The task
Show every line below where "apartment" can be found.

Input data
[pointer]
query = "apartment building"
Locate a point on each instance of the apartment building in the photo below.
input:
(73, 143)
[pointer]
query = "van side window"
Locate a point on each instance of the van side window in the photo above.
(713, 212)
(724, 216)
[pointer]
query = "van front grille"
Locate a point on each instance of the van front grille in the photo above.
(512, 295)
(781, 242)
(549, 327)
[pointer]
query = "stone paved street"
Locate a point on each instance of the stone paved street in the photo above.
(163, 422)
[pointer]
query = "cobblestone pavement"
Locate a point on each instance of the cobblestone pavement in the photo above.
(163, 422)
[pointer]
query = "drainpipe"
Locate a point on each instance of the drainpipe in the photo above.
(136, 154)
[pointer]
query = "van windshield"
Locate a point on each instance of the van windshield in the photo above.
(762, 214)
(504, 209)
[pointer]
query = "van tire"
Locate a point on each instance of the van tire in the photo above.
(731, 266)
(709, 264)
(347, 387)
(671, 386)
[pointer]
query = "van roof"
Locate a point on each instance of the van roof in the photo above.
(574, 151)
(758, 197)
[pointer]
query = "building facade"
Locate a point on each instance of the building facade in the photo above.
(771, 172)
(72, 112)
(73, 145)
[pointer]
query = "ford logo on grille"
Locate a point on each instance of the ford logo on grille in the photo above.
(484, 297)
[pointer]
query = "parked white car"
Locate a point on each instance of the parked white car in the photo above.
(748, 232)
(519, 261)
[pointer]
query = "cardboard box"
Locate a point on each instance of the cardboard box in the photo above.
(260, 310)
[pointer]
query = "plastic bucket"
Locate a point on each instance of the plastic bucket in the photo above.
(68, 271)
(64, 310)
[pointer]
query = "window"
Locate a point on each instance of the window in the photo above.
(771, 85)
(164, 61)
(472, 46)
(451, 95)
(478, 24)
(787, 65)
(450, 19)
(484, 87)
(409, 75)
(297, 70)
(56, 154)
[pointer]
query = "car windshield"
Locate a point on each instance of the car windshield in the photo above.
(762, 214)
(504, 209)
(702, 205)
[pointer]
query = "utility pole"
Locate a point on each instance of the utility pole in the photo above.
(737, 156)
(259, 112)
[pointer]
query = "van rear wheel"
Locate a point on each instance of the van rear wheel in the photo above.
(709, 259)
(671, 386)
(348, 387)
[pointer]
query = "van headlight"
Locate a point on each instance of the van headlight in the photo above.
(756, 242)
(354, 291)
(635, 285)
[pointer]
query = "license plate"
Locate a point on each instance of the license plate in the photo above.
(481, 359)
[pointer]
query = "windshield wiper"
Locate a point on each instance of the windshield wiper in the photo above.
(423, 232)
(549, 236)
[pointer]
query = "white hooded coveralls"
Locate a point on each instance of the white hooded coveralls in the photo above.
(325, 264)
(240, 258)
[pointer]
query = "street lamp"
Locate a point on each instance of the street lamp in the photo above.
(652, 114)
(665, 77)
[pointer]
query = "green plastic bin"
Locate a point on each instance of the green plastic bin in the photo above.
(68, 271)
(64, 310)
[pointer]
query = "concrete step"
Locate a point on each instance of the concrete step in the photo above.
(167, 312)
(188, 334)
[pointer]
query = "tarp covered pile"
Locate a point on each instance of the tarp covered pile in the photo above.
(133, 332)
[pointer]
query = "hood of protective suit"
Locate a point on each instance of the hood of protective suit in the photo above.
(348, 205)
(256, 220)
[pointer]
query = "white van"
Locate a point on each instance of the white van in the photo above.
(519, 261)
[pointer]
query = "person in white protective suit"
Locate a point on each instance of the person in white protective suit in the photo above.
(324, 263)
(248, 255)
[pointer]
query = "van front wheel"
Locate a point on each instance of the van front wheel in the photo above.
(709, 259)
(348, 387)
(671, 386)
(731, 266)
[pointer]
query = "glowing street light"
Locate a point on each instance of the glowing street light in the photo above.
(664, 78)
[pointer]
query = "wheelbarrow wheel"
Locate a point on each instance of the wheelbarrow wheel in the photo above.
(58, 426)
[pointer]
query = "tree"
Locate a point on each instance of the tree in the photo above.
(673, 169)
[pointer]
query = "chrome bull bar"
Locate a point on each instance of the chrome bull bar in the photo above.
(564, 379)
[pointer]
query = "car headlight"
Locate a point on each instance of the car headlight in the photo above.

Response to this task
query = "apartment building"
Locate a point on each instance of the apartment building in the photo below.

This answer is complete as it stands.